Aim of the task: Reproduce each of the following items verbatim, leaving out the pictures.

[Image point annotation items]

►

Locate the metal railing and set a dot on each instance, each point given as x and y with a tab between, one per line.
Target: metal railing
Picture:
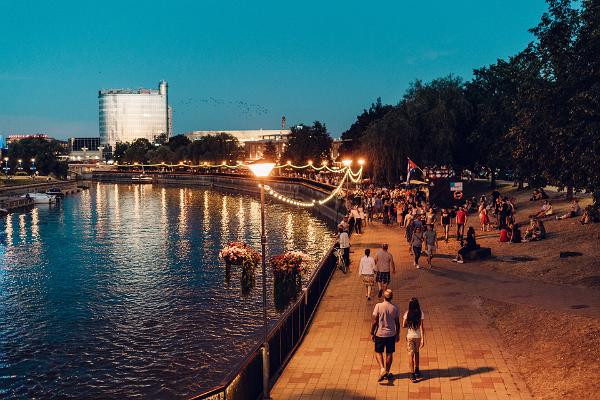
245	381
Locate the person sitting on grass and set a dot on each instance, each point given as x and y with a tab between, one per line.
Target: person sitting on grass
536	231
574	212
538	194
545	211
515	236
470	243
590	215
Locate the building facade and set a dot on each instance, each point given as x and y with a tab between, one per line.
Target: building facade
254	141
130	114
85	149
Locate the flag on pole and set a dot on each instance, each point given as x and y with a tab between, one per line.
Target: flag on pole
411	167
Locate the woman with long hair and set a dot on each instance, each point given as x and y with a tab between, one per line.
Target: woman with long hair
415	336
469	244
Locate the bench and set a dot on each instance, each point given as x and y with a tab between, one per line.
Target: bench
478	254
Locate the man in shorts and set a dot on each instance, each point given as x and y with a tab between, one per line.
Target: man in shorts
384	264
430	238
385	332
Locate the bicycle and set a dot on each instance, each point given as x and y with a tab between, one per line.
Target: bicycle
340	262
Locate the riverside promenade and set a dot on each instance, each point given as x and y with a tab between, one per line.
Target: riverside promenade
463	357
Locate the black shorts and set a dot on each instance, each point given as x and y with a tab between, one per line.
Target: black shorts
382	277
389	344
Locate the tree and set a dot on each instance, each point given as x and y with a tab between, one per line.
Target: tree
430	125
352	138
270	151
215	149
585	102
492	92
136	152
545	139
307	143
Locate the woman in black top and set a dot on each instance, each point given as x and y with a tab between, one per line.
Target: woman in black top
469	244
445	222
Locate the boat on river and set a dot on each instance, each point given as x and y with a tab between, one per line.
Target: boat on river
41	198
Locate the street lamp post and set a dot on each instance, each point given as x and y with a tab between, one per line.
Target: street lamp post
261	170
347	163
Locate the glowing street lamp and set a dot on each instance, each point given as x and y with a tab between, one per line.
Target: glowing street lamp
261	170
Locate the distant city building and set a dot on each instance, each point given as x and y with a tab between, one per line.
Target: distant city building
82	149
130	114
254	141
16	137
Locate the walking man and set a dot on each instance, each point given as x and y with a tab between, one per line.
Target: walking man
430	237
385	332
461	221
384	264
344	242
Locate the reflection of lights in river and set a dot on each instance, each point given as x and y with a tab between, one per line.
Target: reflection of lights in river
9	229
35	224
182	226
241	219
22	232
224	218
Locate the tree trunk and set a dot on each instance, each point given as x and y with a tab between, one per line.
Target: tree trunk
569	192
493	180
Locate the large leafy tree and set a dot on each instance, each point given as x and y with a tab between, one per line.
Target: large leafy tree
215	149
352	138
308	143
430	125
136	151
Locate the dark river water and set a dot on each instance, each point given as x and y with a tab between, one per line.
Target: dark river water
118	292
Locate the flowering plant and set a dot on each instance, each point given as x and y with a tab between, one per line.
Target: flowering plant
238	252
290	262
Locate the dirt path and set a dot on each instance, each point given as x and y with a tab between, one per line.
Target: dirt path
463	358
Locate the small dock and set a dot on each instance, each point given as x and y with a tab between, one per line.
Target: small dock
11	200
15	203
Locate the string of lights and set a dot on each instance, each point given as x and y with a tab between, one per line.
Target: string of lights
311	203
225	165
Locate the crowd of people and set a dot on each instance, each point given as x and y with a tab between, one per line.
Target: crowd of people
411	210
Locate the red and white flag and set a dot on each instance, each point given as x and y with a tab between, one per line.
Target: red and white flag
411	167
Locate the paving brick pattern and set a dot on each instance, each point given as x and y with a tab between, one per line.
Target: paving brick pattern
463	357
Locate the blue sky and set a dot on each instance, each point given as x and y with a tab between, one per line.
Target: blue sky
240	64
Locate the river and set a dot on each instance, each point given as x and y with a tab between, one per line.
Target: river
118	292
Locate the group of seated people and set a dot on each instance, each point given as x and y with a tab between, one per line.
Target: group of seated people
538	194
535	231
545	211
511	234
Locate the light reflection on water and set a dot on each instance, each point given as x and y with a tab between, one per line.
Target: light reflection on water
119	292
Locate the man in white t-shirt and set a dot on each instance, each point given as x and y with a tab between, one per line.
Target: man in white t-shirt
366	270
344	242
385	332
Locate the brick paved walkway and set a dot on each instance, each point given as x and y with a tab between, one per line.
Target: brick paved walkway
462	359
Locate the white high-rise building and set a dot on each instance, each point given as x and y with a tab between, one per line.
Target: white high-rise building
129	114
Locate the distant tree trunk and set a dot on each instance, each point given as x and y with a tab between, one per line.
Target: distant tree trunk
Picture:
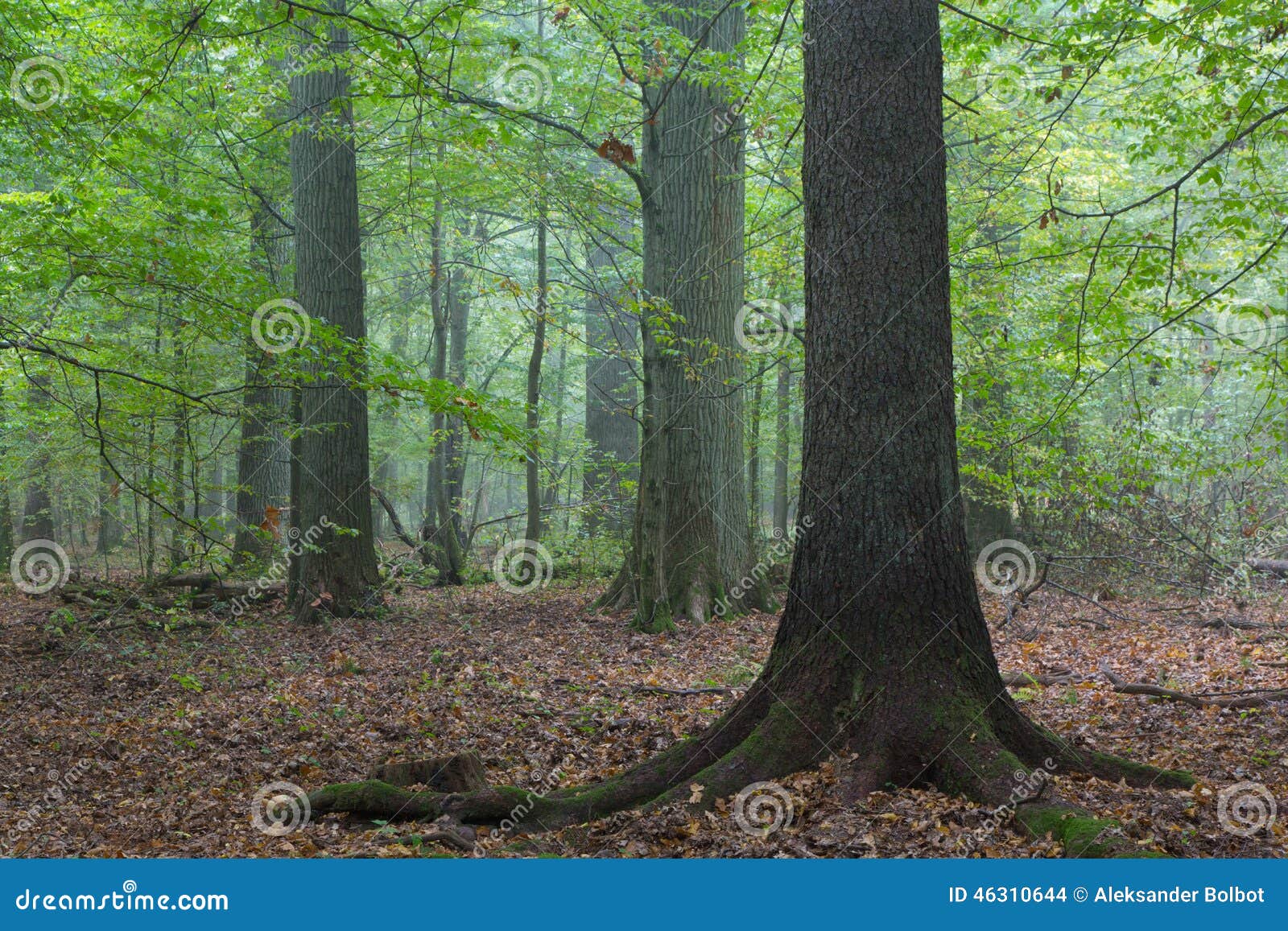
612	431
534	394
438	531
109	527
882	661
6	493
338	572
38	515
782	447
753	455
692	549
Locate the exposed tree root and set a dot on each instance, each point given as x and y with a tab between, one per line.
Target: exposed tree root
762	738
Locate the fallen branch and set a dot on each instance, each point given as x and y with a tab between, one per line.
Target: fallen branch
1245	701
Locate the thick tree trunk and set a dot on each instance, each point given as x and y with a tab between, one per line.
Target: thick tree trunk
692	549
882	652
612	430
338	571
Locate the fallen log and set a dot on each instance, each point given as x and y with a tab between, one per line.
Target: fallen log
455	772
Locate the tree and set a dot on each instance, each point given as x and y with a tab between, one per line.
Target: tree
882	650
692	544
612	431
334	500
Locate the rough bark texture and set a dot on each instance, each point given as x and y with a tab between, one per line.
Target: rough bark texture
38	512
264	454
882	652
691	545
338	575
612	430
441	527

◄

Final answer:
Locate the metal railing and set a dot on each instance, each point given as x and y with a tab between, one per line.
Target: metal railing
Picture:
245	381
Locate the person sitting on grass and set a dot on each instance, each point given as x and y with a tab between, one per line.
Target: person sitting on grass
536	231
574	212
538	194
545	211
515	236
470	243
590	215
Locate the building facade and set a dot on each instance, each point given as x and y with a tab between, one per line.
Target: building facade
254	141
130	114
85	149
Locate the flag on pole and set a dot on each instance, each point given as x and y with a tab between, one per line.
Target: flag on pole
411	167
Locate the woman with long hair and set a dot on each instance, each point given as x and y with a tab between, one per line.
Target: woman with long hair
415	336
469	244
Locate the bench and set a dot on each instance, each point given as x and y with a tab between, one per line.
Target: bench
478	254
Locate the man in shorts and set a dot on each instance, each point given as x and y with a tab between, one per line.
Target: man in shorts
384	264
430	238
385	332
Locate the bicycle and set a dot on each instance, each point given as x and y with a tab between, one per line.
Target: bicycle
340	262
Locate the riverside promenade and set a dot on each instance, each point given as x and y with a tab between, one per line.
Target: riverside promenade
463	357
Locate the black shorts and set a dot on each instance, each point given as x and y with a tab between, one per line.
Target: black shorts
382	277
389	344
Locate the tree and set a dot on each instance, each point given as x and y with a tab between, one per line.
Target: tree
430	125
352	138
270	151
215	149
585	102
492	92
136	152
545	139
307	143
Locate the woman in black top and set a dot on each instance, each point given as x and y with a tab between, one per line.
Target: woman in black top
469	244
445	222
Locate the boat on river and set a dot on each instance, each point given as x and y with a tab between, one per line.
Target: boat on river
41	198
Locate the street lamp post and set a dot on each instance, each point given as x and y with a tab between, one per line.
Target: street lamp post
261	170
347	163
Locate the glowing street lamp and set a dot on each instance, each point given as x and y with a tab between, one per line.
Target: glowing street lamp
261	170
Locate the distant city building and set a dot on each instance, each point given as x and y with a tab between, one per line.
Target: distant city building
82	149
130	114
254	141
16	137
Locate the walking man and set a dot on each instance, each point given as x and y with a tab between, one per line.
Target: walking man
430	237
385	332
461	221
384	264
344	242
Locate the reflection of lights in river and set a dot on each instance, each point given as x and y with a tab between, one per line.
Target: reflection of lights in river
9	229
35	224
182	226
241	219
22	232
224	218
Locate the tree trunk and set a dot on each instance, each point given as x and y with a tab between, one per line.
Target: tree trunk
569	192
493	180
Locate the large leafy tree and set a dot on each instance, each point given as x and y with a tab between, one per line.
Target: large leafy tree
215	149
352	138
308	143
430	125
136	151
Locate the dark river water and set a dot on each instance, each point given as x and y with a tab between, one per line.
Target: dark river water
118	292
Locate the flowering plant and set a dot on each instance, each point given as x and y with a tab between, one per line.
Target: flowering plant
238	252
290	262
Locate the dirt path and set a dot on each instance, each point given as x and y with a tab between, one per line.
Target: dirt path
463	358
Locate the small dock and set a dot on each instance, each point given as x and y with a tab between, one per line.
Target: small dock
11	200
15	203
Locate the string of lights and set a dot on each instance, each point given as x and y with a tab between, one per line.
Target: string of lights
311	203
225	165
Locate the crowd of people and set a dot on each instance, each point given as x and y with a tab between, one per line.
Target: crowd of people
411	210
Locate the red and white flag and set a dot on each instance, each point given as x and y with a tab between, one per line.
Target: red and white flag
411	167
Locate the paving brick pattern and set a dot on each instance, each point given as x and y with a tab between, one per line.
Target: paving brick pattern
463	357
Locate the blue sky and set a dot on each instance, each point given as x and y with a tab between, one per line.
Target: blue sky
240	64
Locate the river and set a dot on each instance, each point given as x and y with a tab between, one per line.
Target: river
118	292
Locate the group of seated people and set a dot on each instance, each point given as x and y with a tab between, one per line.
Target: group of seated people
538	194
535	231
545	211
511	234
Locate the light reflection on water and set a dot on each instance, each point given as x and y with a tab between, one per line.
Target: light reflection on water
119	292
Locate the man in white t-shirt and set a dot on each instance, each point given as x and y with a tab between, one per line.
Target: man in white t-shirt
366	270
344	242
385	332
Locate the brick paved walkway and set a dot on each instance, each point given as x and y with a tab between, one per line.
Target: brick paved walkway
462	359
Locate the white high-rise building and set a dot on each instance, each point given as x and y with a tab between, one per line.
Target: white high-rise building
129	114
Locate the distant tree trunk and set a dot on each instance, each point given as x and y with a tab between, one per line.
Target: distant tree trunk
Picture:
612	431
534	394
438	531
109	527
882	661
6	493
338	572
38	515
782	447
753	455
692	549
Locate the exposed tree root and set a dot on each instance, each point given as x and y with a tab between, one per line.
Target: exposed tree root
762	738
Locate the fallen branch and set a dot on each instance, each point given as x and y with a tab between, one per line.
Target: fallen branch
1245	701
Locate the thick tree trunk and set a dot on each instance, each point given as x and y with a tab between, one per line.
Target: thick tree trunk
692	549
882	652
612	430
338	571
Locate the fallen log and set a dot on each instance, each point given as x and y with a tab between, one per line.
Target: fallen log
455	772
Locate the tree and set a dot on each instance, each point given as x and y with a tab between, one per line.
Target: tree
882	650
692	544
612	431
334	500
Locate the rough bark texture and set a dot on each instance, each point given as x and y with a tab between, one per line.
Target: rough bark texture
38	512
264	454
882	652
691	545
338	575
612	430
441	527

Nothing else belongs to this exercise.